### Brano di partenza
________________

Descrizione

NOTE AL PROGRAMMA, a cura di Paolo La Rosa

Il percorso musicale proposto prende spunto dal confronto immaginario tra due grandi compositori del panorama ottocentesco italiano: Giovanni Morandi (1777-1856) e Vincenzo Antonio Petrali (1830-1889), entrambi celebri organisti che hanno portato il virtuosismo dell’organo italiano ottocentesco a livelli molto alti.

Protagonista assoluta è la liturgia, la quale, nel XIX secolo, affidava alla musica prettamente organistica una parte rilevante, molto e molto di più del giorno d’oggi. Non dimentichiamoci che l’organo in quegli anni era la cassa di amplificazione del pensiero musicale e sociale del tempo. L’organista, durante le Messe, aveva l’arduo compito di intrattenere l’uditorio non solamente con l’accompagnamento di canti, inni e arie spirituali, ma soprattutto con sonate, concerti e marce, che prendevano i nomi della collocazione liturgica alla quale erano affidati (per l’offertorio – all’elevazione – per dopo la Messa – ecc.). In questo modo gli organisti dovevano dare prova della loro capacità di virtuosi e abili musicisti che svolazzavano sulle tastiere e sulle pedaliere. Ecco che i fedeli si immedesimavano nel gusto musicale dell’organista, il quale si inspirava ai grandi compositori operistici dell’epoca. Ne consegue che la prassi della trascrizione o adattamento di un brano operistico era quindi procedimento comune tra i più valenti organisti del tempo. In questa operazione di riscrittura della musica, nata originariamente per rievocare le scene dei celebri teatri pubblici, il compositore organista aggiungeva sempre un’idea personale, fino a far scaturire un nuovo brano musicale nato dal celebre e illustre precedente.

________________

### Materiale presentato
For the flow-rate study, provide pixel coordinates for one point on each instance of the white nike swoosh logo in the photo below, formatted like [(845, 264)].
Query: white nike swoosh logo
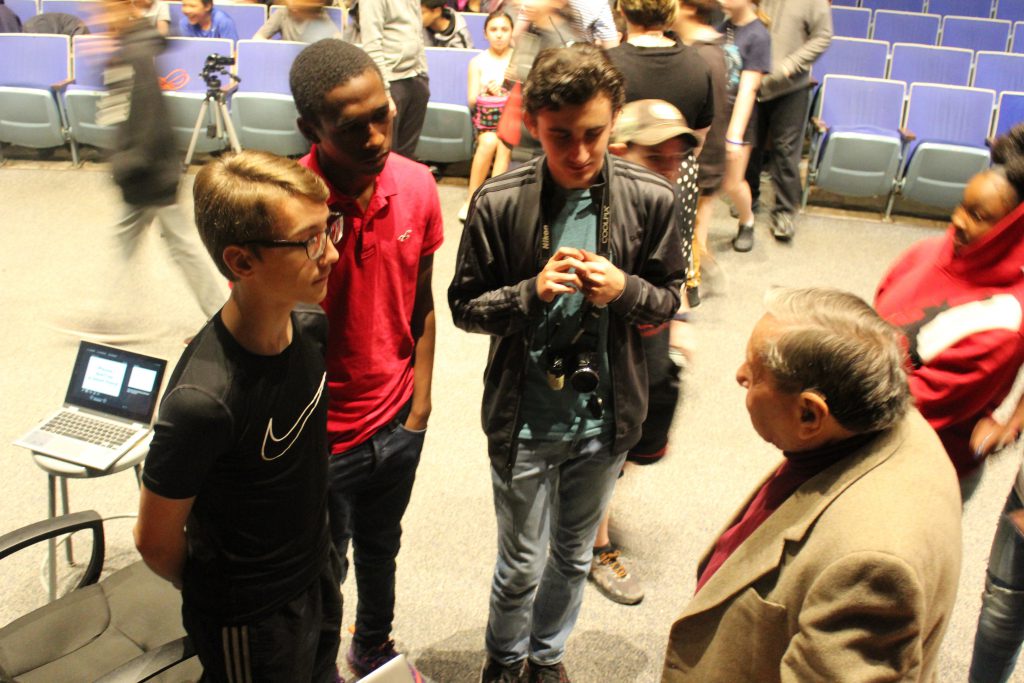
[(292, 434)]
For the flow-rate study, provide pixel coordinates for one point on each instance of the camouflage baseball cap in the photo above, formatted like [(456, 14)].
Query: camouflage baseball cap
[(650, 122)]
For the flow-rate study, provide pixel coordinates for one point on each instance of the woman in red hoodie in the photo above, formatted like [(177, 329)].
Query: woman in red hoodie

________________

### Consegna
Ricopia le note al programma a partire dalle parole "Descrizione" e fermati dopo "livelli molto alti.", sostituendo "celebri" con "famosi".

### Risposta all'esercizio
Descrizione

NOTE AL PROGRAMMA, a cura di Paolo La Rosa

Il percorso musicale proposto prende spunto dal confronto immaginario tra due grandi compositori del panorama ottocentesco italiano: Giovanni Morandi (1777-1856) e Vincenzo Antonio Petrali (1830-1889), entrambi famosi organisti che hanno portato il virtuosismo dell’organo italiano ottocentesco a livelli molto alti.